▶ WHAT NEEDS TO BE DONE
Could you quote, word for word, the stretch from the start of the material through the line containing "positive clicks: (583, 463) (536, 542)", including both ends and leaving out the pictures?

▶ RECORDS
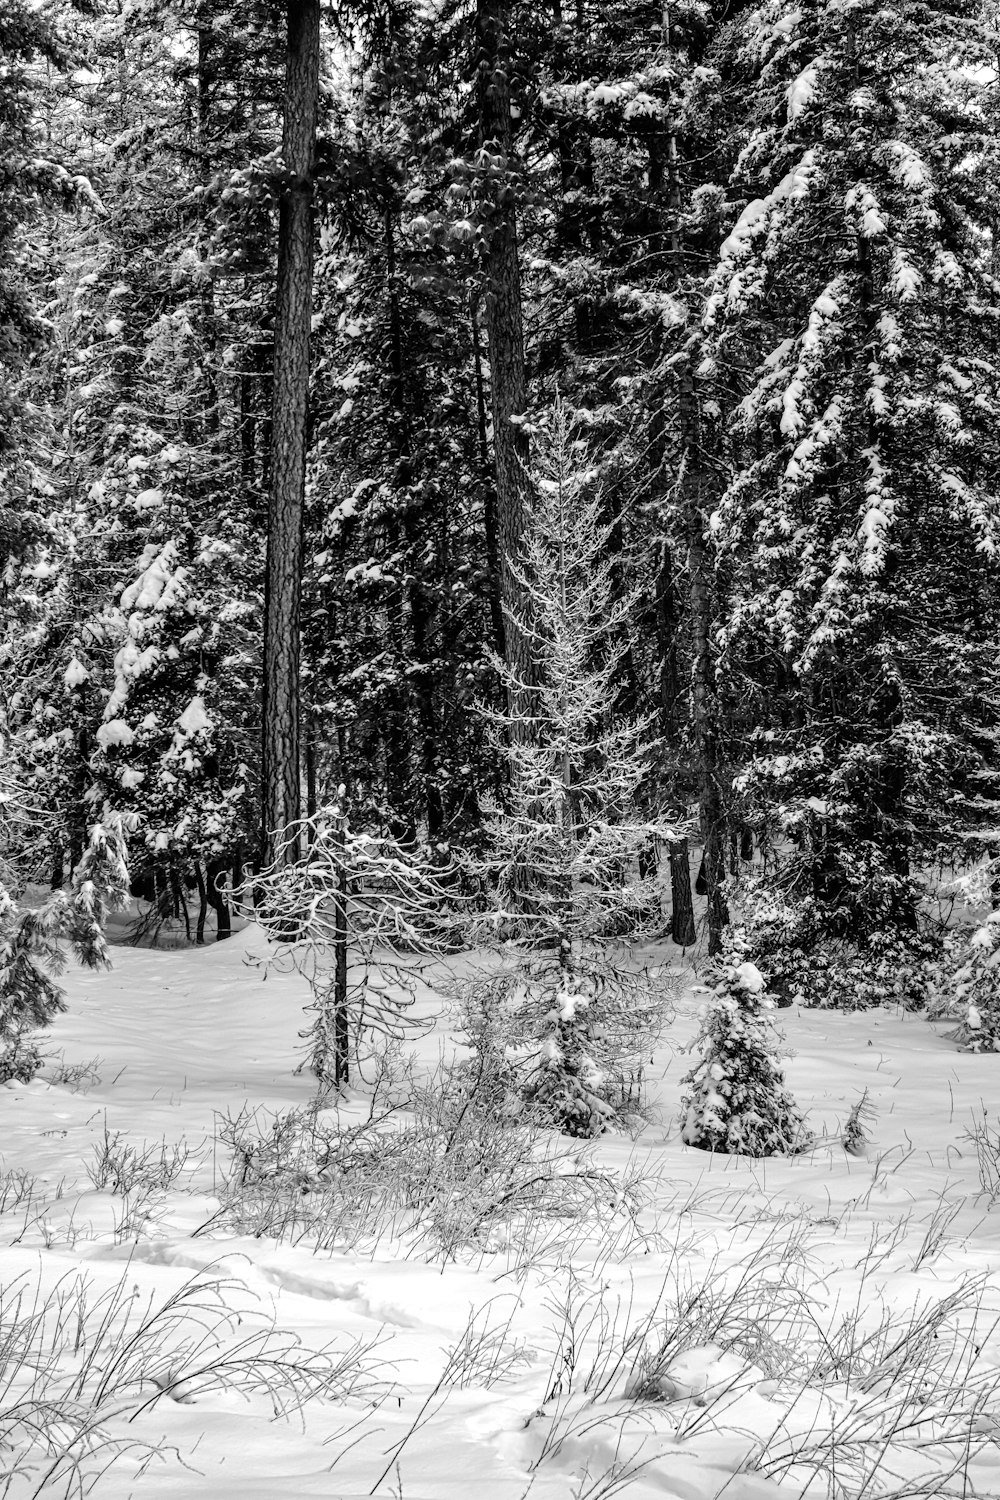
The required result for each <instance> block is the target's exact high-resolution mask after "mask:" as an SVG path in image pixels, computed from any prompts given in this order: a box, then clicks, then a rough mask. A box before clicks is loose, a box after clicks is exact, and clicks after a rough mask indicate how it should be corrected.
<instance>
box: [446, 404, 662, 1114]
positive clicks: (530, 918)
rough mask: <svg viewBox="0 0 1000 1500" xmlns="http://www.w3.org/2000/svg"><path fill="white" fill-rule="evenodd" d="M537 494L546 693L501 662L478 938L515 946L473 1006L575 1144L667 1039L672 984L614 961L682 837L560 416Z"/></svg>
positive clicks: (583, 463) (536, 542)
mask: <svg viewBox="0 0 1000 1500" xmlns="http://www.w3.org/2000/svg"><path fill="white" fill-rule="evenodd" d="M531 478H532V492H534V493H532V504H531V508H529V511H528V516H526V522H525V535H523V541H522V556H520V561H519V562H517V564H516V565H514V576H516V577H517V582H519V588H520V589H522V597H523V607H522V610H520V612H519V619H517V627H519V634H520V636H522V639H523V640H525V642H528V645H529V651H531V679H525V678H523V676H520V675H517V673H514V672H513V670H511V669H510V667H508V666H505V663H501V661H498V663H496V666H498V672H499V675H501V682H502V685H504V688H505V691H507V699H508V702H507V708H505V709H502V711H495V712H487V714H486V717H487V720H489V721H490V724H492V729H493V733H495V736H496V742H498V751H499V754H501V757H502V760H504V762H505V771H507V784H505V789H504V792H502V793H501V796H499V798H498V799H496V801H493V802H490V804H486V814H484V837H486V849H484V852H483V853H481V855H480V856H474V858H472V859H471V868H472V870H474V871H475V874H478V877H480V879H483V880H484V882H486V886H487V891H489V897H490V906H489V910H487V913H486V915H484V916H481V918H478V919H477V921H475V922H474V924H472V932H474V936H475V938H478V939H480V941H486V942H487V944H490V945H498V944H502V945H504V947H502V950H501V951H502V953H504V966H502V971H501V974H499V977H496V975H492V977H489V978H487V980H486V981H484V984H483V986H480V987H478V989H477V987H474V989H472V992H471V995H472V999H474V1002H475V1007H478V1013H480V1014H478V1019H477V1022H475V1023H474V1035H477V1037H487V1035H489V1023H490V1020H495V1022H499V1017H501V1013H502V1014H504V1020H502V1025H501V1031H502V1034H504V1037H505V1040H507V1041H508V1043H510V1044H511V1046H513V1047H520V1049H525V1047H529V1049H532V1050H534V1055H532V1056H531V1058H529V1073H528V1076H526V1080H525V1083H523V1091H522V1092H523V1097H525V1098H526V1100H528V1101H529V1103H531V1104H534V1106H537V1107H538V1109H541V1110H543V1112H544V1113H546V1115H547V1116H549V1118H552V1119H553V1121H555V1122H556V1124H558V1125H559V1128H562V1130H565V1131H567V1133H568V1134H576V1136H595V1134H598V1133H600V1131H601V1130H604V1127H606V1125H607V1124H609V1121H610V1119H613V1116H615V1098H616V1091H619V1088H621V1077H622V1071H624V1070H625V1067H627V1065H628V1062H630V1061H634V1058H636V1056H637V1055H639V1053H640V1052H642V1050H643V1047H646V1046H648V1044H649V1037H651V1034H655V1031H657V1029H658V1025H660V1023H661V1016H663V995H661V993H658V992H657V983H655V981H654V980H652V978H651V977H649V975H646V974H643V972H637V969H636V966H630V965H628V963H622V962H621V960H619V959H618V957H616V950H615V939H616V936H618V935H619V933H621V932H622V929H625V930H631V932H636V930H640V929H642V922H643V916H645V915H646V913H648V910H649V904H651V898H652V897H654V892H655V882H651V880H642V879H640V877H639V873H637V862H639V855H640V852H642V850H643V849H645V847H648V843H649V840H651V837H652V835H654V834H661V835H664V837H669V834H670V831H669V829H666V828H655V826H652V825H651V823H649V822H646V820H643V819H642V816H640V814H639V813H637V801H639V796H640V790H642V784H643V780H645V778H646V777H648V774H649V756H651V748H652V745H651V732H649V723H643V721H628V720H621V718H616V717H615V711H613V705H615V691H613V682H615V676H616V672H618V667H619V661H621V655H622V645H621V636H619V633H618V627H619V625H621V622H622V619H624V618H625V616H627V613H628V610H630V607H631V600H628V598H621V600H618V603H612V577H610V573H612V561H610V559H609V550H607V532H609V526H607V525H606V523H604V522H603V519H601V505H600V481H598V474H597V471H595V469H594V466H592V463H591V459H589V455H588V450H586V444H585V443H583V441H582V440H580V438H579V437H577V435H576V434H574V431H573V420H571V414H570V411H568V408H567V405H565V404H564V402H562V401H556V402H555V405H553V408H552V411H550V413H549V414H546V417H544V419H543V420H541V422H538V423H537V425H535V426H534V428H532V469H531ZM651 885H652V889H651ZM490 1013H492V1014H490Z"/></svg>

▶ PROBLEM SOLUTION
The required result for each <instance> block is the target's exact high-resolution mask after "mask:" as an SVG path in image pixels, computed from any prompts given in this order: a box, then clicks, then a rough mask. A box before clicks is loose, a box after clicks is exact, and clicks after a rough mask indicate how it should be corrected.
<instance>
box: [446, 404, 662, 1114]
positive clicks: (530, 918)
rough mask: <svg viewBox="0 0 1000 1500" xmlns="http://www.w3.org/2000/svg"><path fill="white" fill-rule="evenodd" d="M537 494L546 693L501 662L478 938L515 946L473 1006L575 1144L667 1039L672 984L614 961L682 837L560 416Z"/></svg>
positive clicks: (583, 463) (536, 542)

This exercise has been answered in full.